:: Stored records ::
※

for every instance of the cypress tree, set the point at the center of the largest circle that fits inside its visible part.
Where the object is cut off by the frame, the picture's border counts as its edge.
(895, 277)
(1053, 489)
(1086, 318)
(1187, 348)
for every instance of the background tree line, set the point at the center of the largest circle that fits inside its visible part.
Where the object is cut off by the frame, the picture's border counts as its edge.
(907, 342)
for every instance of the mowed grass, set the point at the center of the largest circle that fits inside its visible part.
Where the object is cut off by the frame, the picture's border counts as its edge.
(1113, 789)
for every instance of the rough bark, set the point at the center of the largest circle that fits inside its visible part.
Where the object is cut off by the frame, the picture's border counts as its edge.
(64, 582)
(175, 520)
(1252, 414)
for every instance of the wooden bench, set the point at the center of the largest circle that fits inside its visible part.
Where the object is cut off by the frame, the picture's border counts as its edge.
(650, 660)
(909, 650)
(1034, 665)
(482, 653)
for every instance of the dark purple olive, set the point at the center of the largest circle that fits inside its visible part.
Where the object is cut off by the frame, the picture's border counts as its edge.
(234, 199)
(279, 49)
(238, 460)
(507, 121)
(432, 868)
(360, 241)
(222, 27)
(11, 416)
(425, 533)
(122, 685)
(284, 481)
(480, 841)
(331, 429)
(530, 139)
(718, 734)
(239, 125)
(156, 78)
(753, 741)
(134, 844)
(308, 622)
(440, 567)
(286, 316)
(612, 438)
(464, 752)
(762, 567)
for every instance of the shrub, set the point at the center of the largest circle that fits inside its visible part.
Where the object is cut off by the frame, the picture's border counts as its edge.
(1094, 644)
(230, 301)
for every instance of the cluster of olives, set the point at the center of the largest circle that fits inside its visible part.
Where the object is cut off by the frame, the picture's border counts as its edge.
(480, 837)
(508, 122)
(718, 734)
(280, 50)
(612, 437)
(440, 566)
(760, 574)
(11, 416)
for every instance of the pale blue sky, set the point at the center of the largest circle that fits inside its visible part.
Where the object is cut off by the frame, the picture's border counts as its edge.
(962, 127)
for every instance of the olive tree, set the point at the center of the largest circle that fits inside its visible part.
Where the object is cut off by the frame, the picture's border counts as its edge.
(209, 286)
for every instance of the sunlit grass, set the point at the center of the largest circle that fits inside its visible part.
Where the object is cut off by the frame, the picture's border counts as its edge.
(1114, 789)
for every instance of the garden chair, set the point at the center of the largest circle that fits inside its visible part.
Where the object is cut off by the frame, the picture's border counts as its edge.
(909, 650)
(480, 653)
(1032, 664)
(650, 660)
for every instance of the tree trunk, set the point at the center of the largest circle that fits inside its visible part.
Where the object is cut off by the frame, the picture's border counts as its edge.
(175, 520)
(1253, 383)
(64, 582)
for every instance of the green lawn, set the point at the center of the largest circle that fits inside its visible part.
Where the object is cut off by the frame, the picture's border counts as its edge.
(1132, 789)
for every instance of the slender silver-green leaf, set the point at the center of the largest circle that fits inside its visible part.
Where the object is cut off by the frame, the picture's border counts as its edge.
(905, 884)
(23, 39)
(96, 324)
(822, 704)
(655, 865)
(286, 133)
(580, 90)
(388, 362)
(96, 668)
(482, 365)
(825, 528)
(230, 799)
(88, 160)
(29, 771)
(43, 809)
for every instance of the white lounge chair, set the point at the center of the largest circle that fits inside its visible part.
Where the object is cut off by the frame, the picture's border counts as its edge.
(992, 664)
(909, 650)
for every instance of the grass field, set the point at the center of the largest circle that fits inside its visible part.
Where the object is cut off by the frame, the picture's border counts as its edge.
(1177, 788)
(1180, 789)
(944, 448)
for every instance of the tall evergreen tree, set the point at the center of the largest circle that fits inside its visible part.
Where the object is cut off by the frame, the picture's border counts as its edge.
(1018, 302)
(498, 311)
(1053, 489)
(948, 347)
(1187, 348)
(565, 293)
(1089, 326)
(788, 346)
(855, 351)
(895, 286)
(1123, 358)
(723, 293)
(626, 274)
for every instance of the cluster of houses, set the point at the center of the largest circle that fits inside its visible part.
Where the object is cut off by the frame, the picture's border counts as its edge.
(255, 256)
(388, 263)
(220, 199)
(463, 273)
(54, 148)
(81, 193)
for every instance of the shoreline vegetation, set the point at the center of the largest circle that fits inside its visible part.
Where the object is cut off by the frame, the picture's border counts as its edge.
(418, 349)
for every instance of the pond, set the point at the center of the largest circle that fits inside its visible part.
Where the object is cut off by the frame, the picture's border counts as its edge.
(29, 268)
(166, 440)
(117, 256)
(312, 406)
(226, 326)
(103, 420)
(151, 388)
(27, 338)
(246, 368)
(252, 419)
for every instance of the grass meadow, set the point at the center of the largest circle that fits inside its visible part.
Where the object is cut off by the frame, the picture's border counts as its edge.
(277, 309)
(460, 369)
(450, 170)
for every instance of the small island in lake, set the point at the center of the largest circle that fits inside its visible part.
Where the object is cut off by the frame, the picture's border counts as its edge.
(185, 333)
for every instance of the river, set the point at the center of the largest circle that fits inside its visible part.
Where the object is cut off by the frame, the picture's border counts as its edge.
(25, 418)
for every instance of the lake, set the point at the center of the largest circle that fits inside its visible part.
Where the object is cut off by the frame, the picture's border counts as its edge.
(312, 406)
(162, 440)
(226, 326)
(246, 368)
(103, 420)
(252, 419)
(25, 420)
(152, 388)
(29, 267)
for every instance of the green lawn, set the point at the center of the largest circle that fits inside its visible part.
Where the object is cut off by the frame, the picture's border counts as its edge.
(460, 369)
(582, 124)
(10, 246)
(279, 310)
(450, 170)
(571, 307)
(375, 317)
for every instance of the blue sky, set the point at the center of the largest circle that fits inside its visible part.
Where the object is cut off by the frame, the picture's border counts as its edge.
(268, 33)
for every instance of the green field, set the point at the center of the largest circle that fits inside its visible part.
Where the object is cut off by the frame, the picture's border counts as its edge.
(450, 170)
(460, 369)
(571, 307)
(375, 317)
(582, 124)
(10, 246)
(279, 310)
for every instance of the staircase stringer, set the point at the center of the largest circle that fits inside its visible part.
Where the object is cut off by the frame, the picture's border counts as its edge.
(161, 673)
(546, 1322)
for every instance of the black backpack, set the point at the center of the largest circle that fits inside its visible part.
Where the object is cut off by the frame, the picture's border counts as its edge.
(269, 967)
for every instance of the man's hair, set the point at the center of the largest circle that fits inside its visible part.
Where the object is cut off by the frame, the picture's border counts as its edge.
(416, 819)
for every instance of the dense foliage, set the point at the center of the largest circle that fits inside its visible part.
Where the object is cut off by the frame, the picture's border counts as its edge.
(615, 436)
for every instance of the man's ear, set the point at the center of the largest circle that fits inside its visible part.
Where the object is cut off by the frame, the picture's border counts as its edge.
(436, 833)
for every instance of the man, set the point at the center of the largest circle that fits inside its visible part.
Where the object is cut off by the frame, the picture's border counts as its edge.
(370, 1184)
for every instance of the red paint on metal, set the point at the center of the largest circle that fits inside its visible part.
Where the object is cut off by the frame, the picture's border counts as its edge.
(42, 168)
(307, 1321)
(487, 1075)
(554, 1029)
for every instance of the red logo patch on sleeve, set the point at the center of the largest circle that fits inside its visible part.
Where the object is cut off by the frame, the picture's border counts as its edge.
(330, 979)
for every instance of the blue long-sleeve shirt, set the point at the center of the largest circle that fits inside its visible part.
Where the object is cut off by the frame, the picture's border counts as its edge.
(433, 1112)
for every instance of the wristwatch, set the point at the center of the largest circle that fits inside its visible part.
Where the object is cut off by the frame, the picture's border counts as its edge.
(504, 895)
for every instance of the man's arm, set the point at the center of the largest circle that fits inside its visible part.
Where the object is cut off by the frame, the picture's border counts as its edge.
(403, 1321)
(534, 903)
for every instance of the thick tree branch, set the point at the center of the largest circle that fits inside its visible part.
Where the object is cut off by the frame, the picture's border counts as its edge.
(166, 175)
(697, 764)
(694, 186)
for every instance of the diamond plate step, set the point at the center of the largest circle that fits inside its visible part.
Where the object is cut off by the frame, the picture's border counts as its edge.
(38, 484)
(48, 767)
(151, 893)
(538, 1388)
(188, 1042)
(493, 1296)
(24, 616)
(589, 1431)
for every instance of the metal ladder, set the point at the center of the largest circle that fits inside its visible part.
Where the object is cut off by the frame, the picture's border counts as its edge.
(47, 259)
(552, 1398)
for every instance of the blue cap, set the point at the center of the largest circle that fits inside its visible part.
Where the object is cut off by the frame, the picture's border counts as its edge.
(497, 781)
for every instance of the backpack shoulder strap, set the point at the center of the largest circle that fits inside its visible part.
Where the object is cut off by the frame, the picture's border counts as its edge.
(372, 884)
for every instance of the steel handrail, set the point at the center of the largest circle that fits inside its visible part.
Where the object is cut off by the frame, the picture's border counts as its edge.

※

Duplicate the items word for word, from the start of the items through the line containing "(1113, 789)".

:: Written solution ::
for every instance of the cypress tree, set the point at the center of the largest circle that fits inside its visible part.
Where the object is cut off by the frame, the picture's border counts as its edge.
(895, 277)
(1053, 489)
(1086, 318)
(1187, 348)
for every instance of the background tree line, set the point at the center of the largest circle that fits inside its visible part.
Where the object is cut off by the frame, the picture's border counts as its edge.
(907, 342)
for every instance of the mowed grass, set the point at the center of the largest circle that fits inside its visible part.
Where the object is cut off by the frame, the picture's border counts as its edge.
(1113, 789)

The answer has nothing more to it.